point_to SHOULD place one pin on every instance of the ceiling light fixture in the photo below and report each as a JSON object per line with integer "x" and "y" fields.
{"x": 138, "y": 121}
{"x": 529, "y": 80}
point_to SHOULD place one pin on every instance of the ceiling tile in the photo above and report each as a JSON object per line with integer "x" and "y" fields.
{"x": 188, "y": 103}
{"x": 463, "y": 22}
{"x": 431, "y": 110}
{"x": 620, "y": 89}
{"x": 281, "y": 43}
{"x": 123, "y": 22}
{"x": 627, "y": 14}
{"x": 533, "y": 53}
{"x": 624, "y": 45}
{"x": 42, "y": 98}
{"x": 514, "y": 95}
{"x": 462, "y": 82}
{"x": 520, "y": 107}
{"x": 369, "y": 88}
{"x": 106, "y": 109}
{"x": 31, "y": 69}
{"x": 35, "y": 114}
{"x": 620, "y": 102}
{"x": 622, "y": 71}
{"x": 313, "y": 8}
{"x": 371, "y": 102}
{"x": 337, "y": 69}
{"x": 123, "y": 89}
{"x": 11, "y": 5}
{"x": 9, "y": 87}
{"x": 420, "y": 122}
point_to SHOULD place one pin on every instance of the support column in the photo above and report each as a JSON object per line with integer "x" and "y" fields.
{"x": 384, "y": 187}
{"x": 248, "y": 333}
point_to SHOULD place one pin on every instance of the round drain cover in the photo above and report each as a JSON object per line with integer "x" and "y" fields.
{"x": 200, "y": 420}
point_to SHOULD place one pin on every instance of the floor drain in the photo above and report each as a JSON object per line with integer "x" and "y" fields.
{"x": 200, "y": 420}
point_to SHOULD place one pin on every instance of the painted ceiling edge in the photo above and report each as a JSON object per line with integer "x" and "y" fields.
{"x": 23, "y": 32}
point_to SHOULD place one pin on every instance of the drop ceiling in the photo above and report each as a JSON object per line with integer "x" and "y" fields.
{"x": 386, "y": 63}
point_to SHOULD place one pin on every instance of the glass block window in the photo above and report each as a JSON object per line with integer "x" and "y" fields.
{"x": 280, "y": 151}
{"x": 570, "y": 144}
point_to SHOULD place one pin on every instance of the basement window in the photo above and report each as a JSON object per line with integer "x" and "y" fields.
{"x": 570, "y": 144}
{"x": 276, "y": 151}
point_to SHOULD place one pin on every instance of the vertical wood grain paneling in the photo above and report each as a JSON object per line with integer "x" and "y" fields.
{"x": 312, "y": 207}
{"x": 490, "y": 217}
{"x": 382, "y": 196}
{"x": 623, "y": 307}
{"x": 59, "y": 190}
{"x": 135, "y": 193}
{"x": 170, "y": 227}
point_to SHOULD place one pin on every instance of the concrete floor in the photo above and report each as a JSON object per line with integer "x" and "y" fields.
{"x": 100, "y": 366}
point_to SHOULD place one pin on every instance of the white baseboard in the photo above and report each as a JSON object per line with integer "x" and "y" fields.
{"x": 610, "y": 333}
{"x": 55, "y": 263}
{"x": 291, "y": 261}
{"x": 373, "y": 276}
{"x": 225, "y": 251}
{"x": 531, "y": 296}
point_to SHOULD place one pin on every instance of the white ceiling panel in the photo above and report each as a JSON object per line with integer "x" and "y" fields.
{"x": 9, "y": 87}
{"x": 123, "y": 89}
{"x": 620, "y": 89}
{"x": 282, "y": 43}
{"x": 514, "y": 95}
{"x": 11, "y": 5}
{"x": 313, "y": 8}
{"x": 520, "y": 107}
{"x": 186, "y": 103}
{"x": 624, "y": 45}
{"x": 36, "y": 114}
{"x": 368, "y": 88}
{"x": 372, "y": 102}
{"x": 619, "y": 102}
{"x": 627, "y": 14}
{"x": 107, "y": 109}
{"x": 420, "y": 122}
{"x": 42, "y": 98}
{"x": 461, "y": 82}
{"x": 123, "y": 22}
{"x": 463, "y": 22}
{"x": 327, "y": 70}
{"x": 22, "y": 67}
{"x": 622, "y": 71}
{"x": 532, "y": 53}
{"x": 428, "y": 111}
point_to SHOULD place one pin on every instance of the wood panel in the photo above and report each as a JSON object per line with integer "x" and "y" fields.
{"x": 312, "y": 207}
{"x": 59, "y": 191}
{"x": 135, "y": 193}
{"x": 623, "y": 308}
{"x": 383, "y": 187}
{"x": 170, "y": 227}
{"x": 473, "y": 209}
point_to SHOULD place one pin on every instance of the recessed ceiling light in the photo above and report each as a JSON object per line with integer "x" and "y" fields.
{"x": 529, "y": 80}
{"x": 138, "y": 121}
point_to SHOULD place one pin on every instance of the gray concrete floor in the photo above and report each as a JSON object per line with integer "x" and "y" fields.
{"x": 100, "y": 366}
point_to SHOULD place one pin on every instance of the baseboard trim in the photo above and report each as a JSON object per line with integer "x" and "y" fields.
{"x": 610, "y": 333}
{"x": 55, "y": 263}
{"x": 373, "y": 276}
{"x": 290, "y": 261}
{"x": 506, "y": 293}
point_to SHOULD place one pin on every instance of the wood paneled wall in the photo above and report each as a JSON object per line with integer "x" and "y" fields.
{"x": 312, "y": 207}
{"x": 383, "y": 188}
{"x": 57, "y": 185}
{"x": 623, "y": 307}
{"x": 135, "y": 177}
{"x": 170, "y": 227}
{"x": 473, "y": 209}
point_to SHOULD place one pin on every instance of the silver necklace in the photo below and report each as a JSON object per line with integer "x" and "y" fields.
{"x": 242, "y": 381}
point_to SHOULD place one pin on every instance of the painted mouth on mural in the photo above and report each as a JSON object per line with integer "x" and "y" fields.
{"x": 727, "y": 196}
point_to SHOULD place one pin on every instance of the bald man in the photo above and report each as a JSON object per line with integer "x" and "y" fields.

| Work to be completed |
Extract each line of the material exactly as it stands.

| Solution to this problem |
point_to SHOULD place one pin on every instance of the ceiling light fixture in the photo below and report each as a JSON object per line with integer "x" and "y" fields.
{"x": 138, "y": 121}
{"x": 529, "y": 80}
point_to SHOULD place one pin on every instance of the ceiling tile in the photo above and report each as a JSON object per line with integer "x" and "y" fields.
{"x": 188, "y": 103}
{"x": 463, "y": 22}
{"x": 431, "y": 110}
{"x": 620, "y": 89}
{"x": 281, "y": 43}
{"x": 123, "y": 22}
{"x": 627, "y": 14}
{"x": 533, "y": 53}
{"x": 624, "y": 45}
{"x": 42, "y": 98}
{"x": 514, "y": 95}
{"x": 462, "y": 82}
{"x": 520, "y": 107}
{"x": 369, "y": 88}
{"x": 106, "y": 109}
{"x": 31, "y": 69}
{"x": 35, "y": 114}
{"x": 620, "y": 102}
{"x": 622, "y": 71}
{"x": 313, "y": 8}
{"x": 371, "y": 102}
{"x": 337, "y": 69}
{"x": 123, "y": 89}
{"x": 11, "y": 5}
{"x": 9, "y": 87}
{"x": 420, "y": 122}
point_to SHOULD place one pin on every instance of the support column in the photo above and report each as a JSON object per line with integer "x" and "y" fields.
{"x": 384, "y": 187}
{"x": 248, "y": 333}
point_to SHOULD place one pin on every instance of the round drain cover in the photo above and report each as a JSON object per line with integer "x" and "y" fields.
{"x": 200, "y": 420}
point_to SHOULD place one pin on every instance of the floor drain in the photo above and report each as a JSON object per line with integer "x" and "y" fields.
{"x": 200, "y": 420}
point_to SHOULD place one pin on every instance of the painted ceiling edge in the photo above and report each as a JSON object per line with integer "x" and "y" fields.
{"x": 23, "y": 32}
point_to SHOULD place one pin on every instance of the drop ceiling in the photo above and report each as a JSON object per line with integer "x" and "y" fields.
{"x": 386, "y": 63}
point_to SHOULD place one pin on every instance of the glass block window in the photo above and report each as a JSON object per line with integer "x" and "y" fields.
{"x": 280, "y": 151}
{"x": 570, "y": 144}
point_to SHOULD place one pin on every instance of the basement window in the photo above and report each as a JSON object per line with integer "x" and "y" fields.
{"x": 570, "y": 144}
{"x": 276, "y": 151}
point_to SHOULD place one pin on every instance of the vertical wood grain paneling in the photo above and report each as a JSON object per line with integer "x" and "y" fields.
{"x": 312, "y": 207}
{"x": 490, "y": 217}
{"x": 382, "y": 196}
{"x": 623, "y": 307}
{"x": 59, "y": 190}
{"x": 135, "y": 193}
{"x": 170, "y": 227}
point_to SHOULD place one pin on every instance of the concrete floor in the photo above and report each as a JSON object per line with integer "x" and "y" fields.
{"x": 100, "y": 366}
point_to SHOULD place one pin on every instance of the white baseboard in the photo above and report each as a JSON object per line with integer "x" and "y" fields.
{"x": 610, "y": 333}
{"x": 55, "y": 263}
{"x": 291, "y": 261}
{"x": 373, "y": 276}
{"x": 225, "y": 251}
{"x": 531, "y": 296}
point_to SHOULD place one pin on every instance of the white ceiling panel in the photo above and report each as a JSON object per line with integer "x" and "y" fields.
{"x": 9, "y": 87}
{"x": 123, "y": 89}
{"x": 620, "y": 89}
{"x": 282, "y": 43}
{"x": 514, "y": 95}
{"x": 11, "y": 5}
{"x": 313, "y": 8}
{"x": 520, "y": 107}
{"x": 186, "y": 103}
{"x": 624, "y": 45}
{"x": 36, "y": 114}
{"x": 368, "y": 88}
{"x": 372, "y": 102}
{"x": 619, "y": 102}
{"x": 627, "y": 14}
{"x": 107, "y": 109}
{"x": 420, "y": 122}
{"x": 42, "y": 98}
{"x": 461, "y": 82}
{"x": 123, "y": 22}
{"x": 463, "y": 22}
{"x": 327, "y": 70}
{"x": 22, "y": 67}
{"x": 622, "y": 71}
{"x": 532, "y": 53}
{"x": 428, "y": 111}
point_to SHOULD place one pin on every instance of the wood panel in the photo above and report each as a JSON object per line with integer "x" and "y" fields.
{"x": 312, "y": 207}
{"x": 59, "y": 191}
{"x": 135, "y": 193}
{"x": 623, "y": 308}
{"x": 383, "y": 187}
{"x": 170, "y": 227}
{"x": 473, "y": 209}
point_to SHOULD place one pin on every instance of the recessed ceiling light in the photo above and report each as a JSON object per line with integer "x" and "y" fields.
{"x": 529, "y": 80}
{"x": 138, "y": 121}
point_to SHOULD place one pin on every instance of the gray concrete floor in the photo above and report each as a JSON object per line with integer "x" and "y" fields.
{"x": 100, "y": 366}
point_to SHOULD place one pin on every instance of the baseboard trim in the photo above and report each as a JSON object per line with integer "x" and "y" fields.
{"x": 610, "y": 333}
{"x": 55, "y": 263}
{"x": 373, "y": 276}
{"x": 290, "y": 261}
{"x": 506, "y": 293}
point_to SHOULD place one pin on every instance of the wood paneled wall in the photo above and report each as a JSON object per line with integer "x" and "y" fields.
{"x": 312, "y": 207}
{"x": 383, "y": 188}
{"x": 57, "y": 185}
{"x": 623, "y": 307}
{"x": 135, "y": 177}
{"x": 170, "y": 227}
{"x": 473, "y": 209}
point_to SHOULD place one pin on every instance of the silver necklace in the photo below and report each as a JSON object per line with integer "x" and "y" fields.
{"x": 242, "y": 381}
point_to SHOULD place one pin on every instance of the painted mouth on mural in the photo above and report each as a JSON object per line with integer "x" and "y" fields.
{"x": 727, "y": 196}
point_to SHOULD place one pin on every instance of the bald man in the photo above and report each as a JSON object per line with integer "x" and "y" fields.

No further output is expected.